* [What the task asks]:
Gather every line of the records below that contains the string "cuff" and copy each one.
## begin Records supplied
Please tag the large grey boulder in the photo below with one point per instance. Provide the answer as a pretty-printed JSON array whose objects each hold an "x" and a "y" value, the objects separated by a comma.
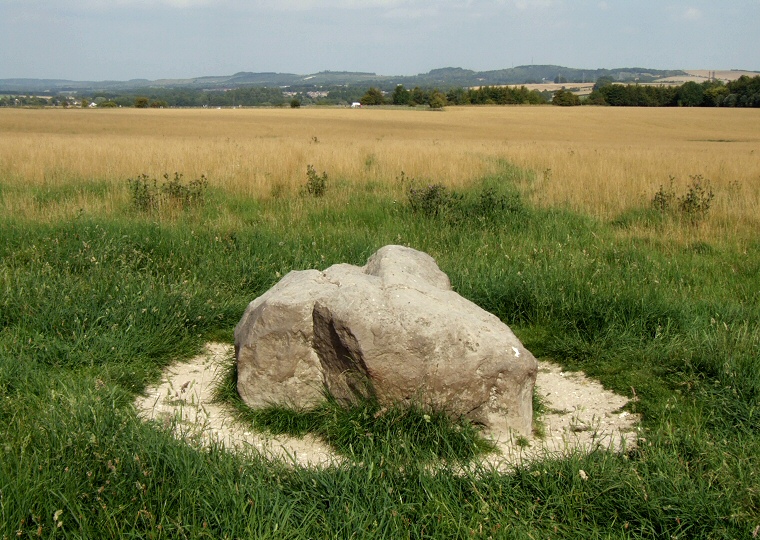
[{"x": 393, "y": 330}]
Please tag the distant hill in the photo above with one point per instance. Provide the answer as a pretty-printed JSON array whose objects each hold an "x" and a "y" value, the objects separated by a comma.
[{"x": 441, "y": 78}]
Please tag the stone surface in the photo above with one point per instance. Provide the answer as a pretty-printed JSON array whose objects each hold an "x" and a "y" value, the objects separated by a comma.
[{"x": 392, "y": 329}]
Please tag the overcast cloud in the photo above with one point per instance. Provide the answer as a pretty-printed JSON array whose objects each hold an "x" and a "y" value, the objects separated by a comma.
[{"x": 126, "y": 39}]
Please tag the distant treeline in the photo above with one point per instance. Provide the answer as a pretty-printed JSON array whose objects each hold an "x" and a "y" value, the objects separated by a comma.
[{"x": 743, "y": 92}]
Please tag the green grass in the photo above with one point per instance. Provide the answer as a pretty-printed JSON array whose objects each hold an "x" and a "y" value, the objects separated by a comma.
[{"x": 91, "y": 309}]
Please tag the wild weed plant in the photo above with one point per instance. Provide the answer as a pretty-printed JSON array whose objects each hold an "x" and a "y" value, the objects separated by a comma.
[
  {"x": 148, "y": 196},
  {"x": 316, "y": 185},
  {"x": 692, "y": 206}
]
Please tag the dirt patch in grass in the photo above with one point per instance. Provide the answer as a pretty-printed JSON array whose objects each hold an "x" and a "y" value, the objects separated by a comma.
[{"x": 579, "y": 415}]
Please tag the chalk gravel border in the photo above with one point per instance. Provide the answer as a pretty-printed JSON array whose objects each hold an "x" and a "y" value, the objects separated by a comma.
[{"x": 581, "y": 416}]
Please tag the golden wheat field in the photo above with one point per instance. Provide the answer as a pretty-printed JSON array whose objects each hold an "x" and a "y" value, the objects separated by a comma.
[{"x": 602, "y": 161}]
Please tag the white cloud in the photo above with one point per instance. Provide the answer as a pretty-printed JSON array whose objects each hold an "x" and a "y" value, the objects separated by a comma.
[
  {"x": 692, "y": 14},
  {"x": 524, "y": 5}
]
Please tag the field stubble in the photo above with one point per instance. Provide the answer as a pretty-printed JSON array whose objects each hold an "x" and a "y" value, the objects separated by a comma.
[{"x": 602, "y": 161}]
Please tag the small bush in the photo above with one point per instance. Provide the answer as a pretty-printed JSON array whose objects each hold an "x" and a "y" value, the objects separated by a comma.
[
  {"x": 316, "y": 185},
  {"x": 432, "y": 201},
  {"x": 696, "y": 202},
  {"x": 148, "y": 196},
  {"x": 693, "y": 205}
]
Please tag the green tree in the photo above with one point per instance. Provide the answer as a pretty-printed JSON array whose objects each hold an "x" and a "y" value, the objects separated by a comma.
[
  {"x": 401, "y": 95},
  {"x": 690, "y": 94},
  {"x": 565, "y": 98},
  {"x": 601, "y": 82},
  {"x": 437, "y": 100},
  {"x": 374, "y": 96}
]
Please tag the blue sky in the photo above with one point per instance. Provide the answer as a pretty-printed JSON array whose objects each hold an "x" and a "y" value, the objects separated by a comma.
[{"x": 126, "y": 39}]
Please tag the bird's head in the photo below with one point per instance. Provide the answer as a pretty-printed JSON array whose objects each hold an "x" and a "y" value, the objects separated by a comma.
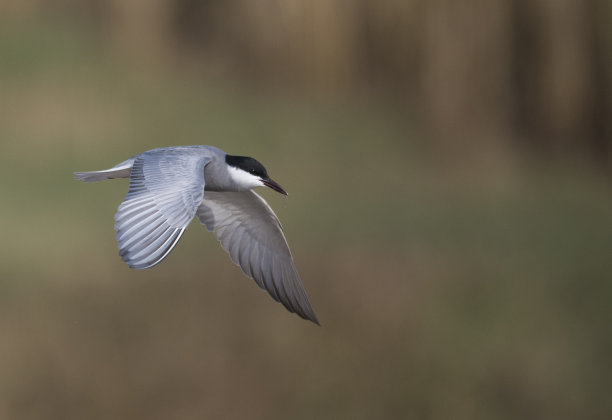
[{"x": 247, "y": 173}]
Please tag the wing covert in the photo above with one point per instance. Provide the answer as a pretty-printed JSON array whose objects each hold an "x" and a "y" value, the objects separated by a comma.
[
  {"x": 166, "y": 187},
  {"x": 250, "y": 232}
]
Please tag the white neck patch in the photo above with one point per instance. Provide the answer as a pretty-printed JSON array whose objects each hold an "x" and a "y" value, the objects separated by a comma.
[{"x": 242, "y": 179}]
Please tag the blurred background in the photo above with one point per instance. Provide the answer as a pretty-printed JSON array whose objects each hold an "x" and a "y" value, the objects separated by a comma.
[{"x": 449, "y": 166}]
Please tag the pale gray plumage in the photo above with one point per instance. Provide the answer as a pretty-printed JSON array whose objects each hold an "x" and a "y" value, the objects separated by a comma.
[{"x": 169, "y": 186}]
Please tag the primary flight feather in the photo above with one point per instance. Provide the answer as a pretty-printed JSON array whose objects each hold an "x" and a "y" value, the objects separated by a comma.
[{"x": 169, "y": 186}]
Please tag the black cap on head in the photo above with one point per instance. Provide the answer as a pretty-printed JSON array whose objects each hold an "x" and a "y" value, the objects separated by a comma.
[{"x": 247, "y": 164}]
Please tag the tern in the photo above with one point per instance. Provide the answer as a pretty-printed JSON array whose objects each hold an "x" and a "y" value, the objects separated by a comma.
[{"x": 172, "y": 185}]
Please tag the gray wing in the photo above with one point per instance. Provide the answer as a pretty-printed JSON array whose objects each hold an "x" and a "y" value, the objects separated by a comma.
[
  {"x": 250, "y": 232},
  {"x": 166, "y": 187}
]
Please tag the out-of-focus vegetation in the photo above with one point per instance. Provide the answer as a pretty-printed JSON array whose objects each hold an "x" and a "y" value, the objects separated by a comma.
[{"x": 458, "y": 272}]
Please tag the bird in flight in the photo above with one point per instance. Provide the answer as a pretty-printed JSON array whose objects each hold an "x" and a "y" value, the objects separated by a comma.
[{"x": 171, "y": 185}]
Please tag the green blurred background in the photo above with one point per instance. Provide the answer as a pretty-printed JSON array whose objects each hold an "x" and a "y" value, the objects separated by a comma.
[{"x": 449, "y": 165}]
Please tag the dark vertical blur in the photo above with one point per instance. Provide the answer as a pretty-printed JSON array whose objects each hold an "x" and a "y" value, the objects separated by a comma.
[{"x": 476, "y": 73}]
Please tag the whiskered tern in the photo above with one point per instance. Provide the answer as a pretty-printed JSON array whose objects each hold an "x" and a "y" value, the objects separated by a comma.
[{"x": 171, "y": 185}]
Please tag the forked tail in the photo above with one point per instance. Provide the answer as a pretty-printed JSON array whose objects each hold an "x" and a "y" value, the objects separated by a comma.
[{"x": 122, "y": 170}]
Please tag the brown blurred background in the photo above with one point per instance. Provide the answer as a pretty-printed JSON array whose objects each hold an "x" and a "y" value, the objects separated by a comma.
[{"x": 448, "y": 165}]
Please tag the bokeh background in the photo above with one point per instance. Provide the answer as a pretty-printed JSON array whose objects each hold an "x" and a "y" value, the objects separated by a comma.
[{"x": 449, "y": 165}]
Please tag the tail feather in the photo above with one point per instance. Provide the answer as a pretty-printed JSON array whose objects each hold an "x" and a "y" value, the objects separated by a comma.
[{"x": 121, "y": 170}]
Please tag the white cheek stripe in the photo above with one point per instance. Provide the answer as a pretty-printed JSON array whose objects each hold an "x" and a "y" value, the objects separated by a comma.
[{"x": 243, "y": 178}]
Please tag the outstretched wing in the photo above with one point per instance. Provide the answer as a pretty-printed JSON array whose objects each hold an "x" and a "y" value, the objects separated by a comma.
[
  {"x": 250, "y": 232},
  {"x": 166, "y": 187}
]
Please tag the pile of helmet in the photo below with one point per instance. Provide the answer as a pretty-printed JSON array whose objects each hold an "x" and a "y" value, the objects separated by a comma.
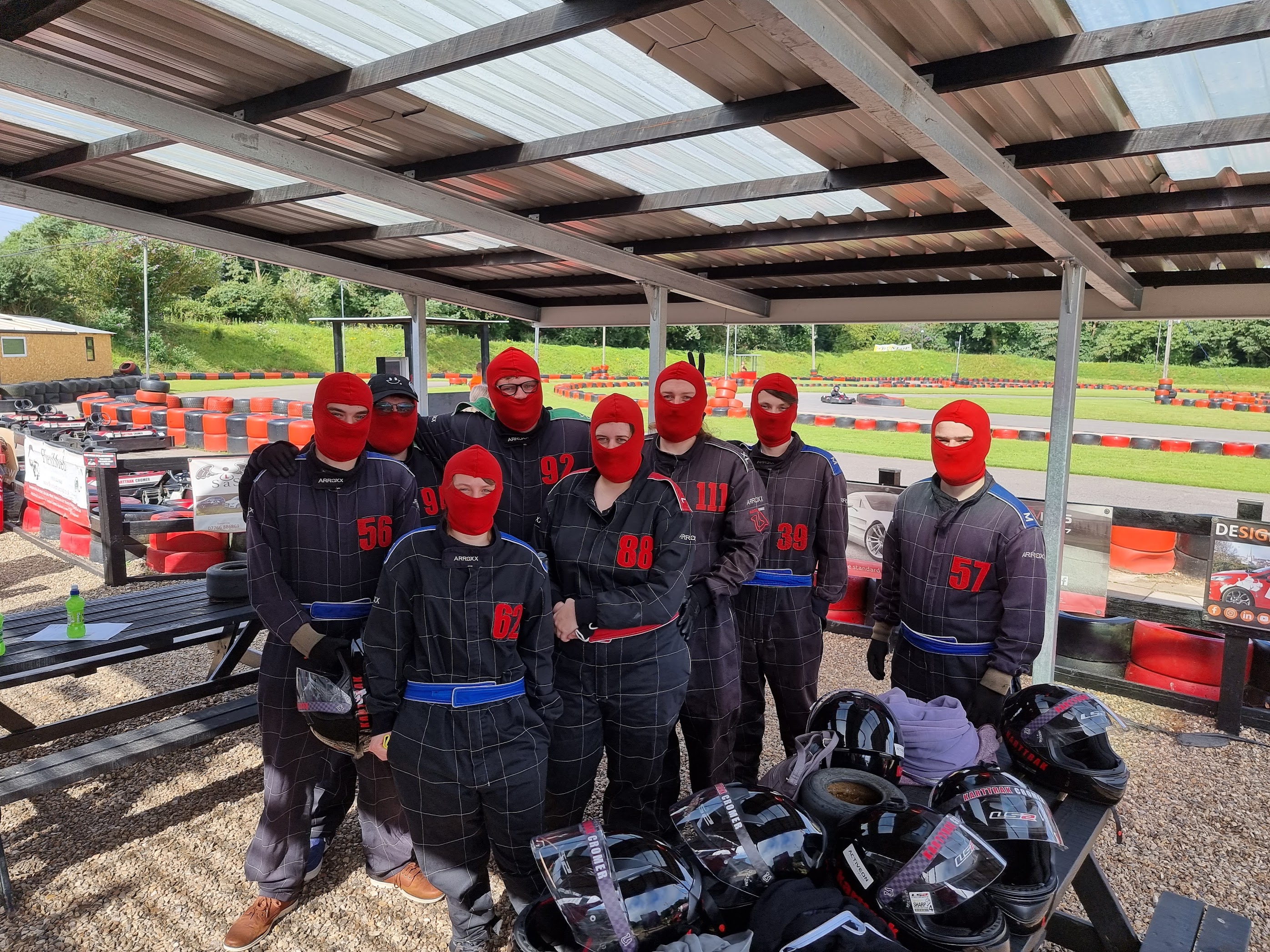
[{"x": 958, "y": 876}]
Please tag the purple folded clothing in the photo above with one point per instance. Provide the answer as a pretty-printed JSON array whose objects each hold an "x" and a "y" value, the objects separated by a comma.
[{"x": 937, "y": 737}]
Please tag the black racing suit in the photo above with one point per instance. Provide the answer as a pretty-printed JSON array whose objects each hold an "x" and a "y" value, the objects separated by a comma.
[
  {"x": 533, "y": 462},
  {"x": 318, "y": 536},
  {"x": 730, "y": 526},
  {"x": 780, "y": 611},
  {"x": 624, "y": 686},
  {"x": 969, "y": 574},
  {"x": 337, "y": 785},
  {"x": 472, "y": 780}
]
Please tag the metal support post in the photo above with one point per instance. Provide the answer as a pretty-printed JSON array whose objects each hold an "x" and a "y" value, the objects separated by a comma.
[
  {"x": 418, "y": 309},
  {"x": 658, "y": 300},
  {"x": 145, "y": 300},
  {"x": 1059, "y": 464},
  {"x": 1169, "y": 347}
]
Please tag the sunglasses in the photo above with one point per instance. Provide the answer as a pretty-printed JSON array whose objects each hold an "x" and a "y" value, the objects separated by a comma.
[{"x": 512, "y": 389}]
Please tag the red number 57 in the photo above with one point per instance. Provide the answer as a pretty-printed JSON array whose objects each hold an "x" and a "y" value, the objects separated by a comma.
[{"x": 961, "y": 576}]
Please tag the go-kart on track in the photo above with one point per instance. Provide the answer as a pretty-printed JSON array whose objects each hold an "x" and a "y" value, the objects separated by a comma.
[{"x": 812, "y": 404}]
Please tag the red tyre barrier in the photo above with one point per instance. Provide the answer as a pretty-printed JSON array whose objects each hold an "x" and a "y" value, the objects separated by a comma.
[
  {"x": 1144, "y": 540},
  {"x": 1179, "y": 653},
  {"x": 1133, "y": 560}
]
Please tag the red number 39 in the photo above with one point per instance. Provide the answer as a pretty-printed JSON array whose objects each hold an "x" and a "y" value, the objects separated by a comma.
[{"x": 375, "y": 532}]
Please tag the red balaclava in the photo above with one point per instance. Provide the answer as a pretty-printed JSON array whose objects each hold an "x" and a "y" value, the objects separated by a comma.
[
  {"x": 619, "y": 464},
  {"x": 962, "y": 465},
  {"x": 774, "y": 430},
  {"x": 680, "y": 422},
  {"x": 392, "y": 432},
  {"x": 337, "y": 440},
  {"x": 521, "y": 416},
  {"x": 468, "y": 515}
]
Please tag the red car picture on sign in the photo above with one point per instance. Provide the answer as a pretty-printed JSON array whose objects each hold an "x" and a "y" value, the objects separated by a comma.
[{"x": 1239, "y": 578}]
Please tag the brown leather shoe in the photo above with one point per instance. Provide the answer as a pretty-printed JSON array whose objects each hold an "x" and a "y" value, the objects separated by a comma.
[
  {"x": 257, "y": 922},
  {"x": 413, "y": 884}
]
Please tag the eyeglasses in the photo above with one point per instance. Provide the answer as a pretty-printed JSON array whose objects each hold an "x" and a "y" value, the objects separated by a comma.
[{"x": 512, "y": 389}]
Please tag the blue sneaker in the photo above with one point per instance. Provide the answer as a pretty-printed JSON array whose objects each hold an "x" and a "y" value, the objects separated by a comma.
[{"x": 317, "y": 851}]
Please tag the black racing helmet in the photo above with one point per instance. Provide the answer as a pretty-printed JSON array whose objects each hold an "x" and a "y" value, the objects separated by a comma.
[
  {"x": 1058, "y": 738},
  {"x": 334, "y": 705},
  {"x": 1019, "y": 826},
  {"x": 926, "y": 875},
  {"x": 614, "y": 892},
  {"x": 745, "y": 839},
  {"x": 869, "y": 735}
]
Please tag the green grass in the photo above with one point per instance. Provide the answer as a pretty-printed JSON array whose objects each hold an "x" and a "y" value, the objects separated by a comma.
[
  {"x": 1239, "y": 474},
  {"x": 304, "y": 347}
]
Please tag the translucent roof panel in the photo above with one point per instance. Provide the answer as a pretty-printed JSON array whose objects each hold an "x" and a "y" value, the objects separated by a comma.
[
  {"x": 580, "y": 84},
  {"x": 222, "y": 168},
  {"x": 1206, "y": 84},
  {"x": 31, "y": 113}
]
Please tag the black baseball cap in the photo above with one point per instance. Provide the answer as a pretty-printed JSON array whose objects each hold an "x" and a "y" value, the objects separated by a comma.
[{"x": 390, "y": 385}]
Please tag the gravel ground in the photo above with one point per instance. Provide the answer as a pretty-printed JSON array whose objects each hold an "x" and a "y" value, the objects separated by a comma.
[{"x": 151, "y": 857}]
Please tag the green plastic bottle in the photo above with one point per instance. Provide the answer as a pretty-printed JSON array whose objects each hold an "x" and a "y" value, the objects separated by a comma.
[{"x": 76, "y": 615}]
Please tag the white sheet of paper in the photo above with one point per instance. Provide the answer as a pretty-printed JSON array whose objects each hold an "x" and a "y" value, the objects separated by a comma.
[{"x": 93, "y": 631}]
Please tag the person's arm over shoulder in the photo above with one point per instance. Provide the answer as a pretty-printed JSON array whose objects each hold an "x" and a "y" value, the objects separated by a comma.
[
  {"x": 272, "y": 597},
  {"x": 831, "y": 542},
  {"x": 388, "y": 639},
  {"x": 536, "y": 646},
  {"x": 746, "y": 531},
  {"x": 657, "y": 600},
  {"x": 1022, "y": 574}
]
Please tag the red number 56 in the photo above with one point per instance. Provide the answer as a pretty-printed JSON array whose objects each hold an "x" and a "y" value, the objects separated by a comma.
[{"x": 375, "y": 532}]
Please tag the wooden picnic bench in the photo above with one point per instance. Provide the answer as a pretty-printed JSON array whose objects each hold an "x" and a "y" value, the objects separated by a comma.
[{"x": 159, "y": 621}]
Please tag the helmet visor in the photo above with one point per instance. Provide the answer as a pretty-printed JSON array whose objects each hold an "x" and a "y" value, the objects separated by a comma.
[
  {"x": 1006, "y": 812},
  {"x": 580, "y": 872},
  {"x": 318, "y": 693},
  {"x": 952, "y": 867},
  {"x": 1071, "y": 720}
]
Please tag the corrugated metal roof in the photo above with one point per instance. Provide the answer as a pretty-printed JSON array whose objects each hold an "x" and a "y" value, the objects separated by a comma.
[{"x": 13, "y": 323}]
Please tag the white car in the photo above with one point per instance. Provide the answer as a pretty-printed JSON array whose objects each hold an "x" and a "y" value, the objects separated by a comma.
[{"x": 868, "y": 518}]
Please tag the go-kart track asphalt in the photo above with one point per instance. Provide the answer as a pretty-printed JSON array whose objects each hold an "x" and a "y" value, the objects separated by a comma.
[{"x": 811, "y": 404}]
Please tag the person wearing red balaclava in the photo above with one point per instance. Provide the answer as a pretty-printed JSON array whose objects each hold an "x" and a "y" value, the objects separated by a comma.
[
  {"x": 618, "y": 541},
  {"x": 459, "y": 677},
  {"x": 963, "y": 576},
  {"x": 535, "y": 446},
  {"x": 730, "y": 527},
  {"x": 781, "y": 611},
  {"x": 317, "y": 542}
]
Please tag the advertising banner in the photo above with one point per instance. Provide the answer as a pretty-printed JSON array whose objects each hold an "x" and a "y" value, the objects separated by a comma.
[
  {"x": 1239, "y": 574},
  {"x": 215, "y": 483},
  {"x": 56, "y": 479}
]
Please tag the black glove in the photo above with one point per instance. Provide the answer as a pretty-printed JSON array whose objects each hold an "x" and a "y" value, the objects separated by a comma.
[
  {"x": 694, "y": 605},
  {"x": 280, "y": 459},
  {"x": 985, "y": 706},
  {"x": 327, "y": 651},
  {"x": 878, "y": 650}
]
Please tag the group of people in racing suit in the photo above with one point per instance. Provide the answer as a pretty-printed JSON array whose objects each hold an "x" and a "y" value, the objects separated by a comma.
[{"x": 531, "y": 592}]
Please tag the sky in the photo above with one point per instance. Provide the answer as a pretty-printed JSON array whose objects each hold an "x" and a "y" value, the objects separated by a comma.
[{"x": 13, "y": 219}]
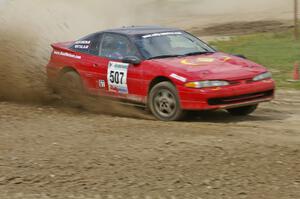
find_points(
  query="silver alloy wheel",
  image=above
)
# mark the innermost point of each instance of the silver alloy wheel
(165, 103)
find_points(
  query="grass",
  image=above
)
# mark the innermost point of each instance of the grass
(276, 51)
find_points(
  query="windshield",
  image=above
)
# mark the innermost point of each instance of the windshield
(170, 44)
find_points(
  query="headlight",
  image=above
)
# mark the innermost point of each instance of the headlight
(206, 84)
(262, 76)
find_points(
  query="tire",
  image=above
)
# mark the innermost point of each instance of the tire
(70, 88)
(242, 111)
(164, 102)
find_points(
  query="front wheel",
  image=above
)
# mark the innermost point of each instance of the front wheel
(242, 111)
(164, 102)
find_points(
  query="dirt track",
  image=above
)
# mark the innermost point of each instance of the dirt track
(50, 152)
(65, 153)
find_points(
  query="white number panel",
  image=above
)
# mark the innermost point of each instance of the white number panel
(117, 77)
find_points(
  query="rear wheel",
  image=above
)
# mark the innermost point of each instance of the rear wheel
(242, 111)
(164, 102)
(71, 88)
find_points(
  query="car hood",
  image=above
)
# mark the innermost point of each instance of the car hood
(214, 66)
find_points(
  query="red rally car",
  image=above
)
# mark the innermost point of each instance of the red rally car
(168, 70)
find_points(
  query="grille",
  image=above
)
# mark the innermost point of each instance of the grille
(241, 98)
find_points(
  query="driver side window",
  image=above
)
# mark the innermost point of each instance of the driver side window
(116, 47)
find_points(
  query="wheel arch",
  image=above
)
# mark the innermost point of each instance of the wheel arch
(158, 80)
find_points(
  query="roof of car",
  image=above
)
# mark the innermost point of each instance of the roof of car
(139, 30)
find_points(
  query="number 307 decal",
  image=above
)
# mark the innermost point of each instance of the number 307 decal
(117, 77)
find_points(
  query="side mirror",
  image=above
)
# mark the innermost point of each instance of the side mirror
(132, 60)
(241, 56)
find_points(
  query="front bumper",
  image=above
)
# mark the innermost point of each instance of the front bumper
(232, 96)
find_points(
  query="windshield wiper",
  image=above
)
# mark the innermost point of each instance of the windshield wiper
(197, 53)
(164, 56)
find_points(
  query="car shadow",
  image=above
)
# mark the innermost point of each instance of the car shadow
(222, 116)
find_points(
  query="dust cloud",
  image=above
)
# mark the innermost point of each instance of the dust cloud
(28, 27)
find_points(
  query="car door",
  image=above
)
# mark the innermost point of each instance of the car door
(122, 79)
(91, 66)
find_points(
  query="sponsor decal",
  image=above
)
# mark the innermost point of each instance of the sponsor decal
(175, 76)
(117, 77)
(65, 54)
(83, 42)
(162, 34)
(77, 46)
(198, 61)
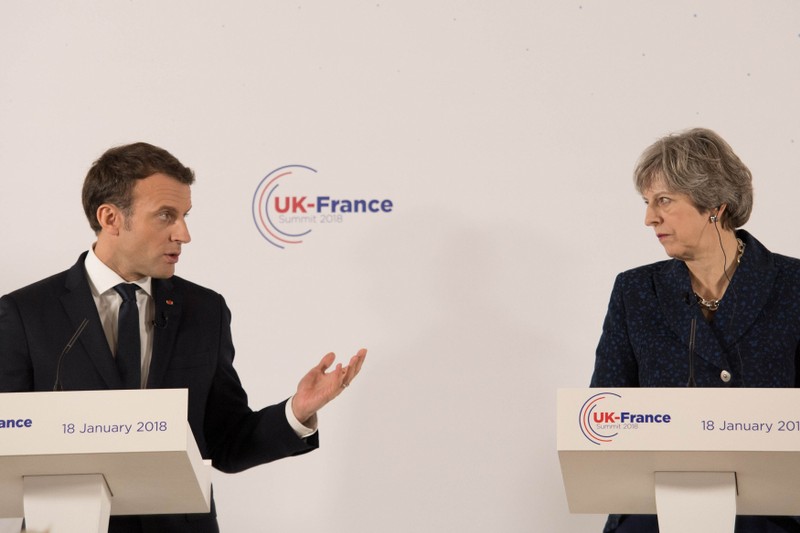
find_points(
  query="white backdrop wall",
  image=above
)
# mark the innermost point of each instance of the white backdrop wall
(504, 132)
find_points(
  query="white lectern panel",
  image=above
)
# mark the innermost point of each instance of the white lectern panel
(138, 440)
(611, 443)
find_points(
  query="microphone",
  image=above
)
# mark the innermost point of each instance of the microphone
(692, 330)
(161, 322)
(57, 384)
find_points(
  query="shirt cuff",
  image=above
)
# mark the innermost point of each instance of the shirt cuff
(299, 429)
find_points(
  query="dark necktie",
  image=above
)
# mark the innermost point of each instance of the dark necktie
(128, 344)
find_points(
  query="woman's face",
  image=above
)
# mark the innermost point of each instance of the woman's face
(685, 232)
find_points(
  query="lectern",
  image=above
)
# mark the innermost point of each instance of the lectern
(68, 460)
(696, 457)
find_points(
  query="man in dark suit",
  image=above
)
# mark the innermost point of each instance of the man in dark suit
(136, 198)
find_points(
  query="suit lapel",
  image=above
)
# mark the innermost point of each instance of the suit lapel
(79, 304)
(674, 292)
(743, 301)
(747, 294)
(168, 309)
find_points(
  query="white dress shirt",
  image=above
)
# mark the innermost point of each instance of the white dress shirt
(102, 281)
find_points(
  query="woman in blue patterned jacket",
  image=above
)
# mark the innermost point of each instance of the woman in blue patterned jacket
## end Records supplied
* [The solution]:
  query="shirt cuff",
# mark the innermost point of each instance of the shirt cuff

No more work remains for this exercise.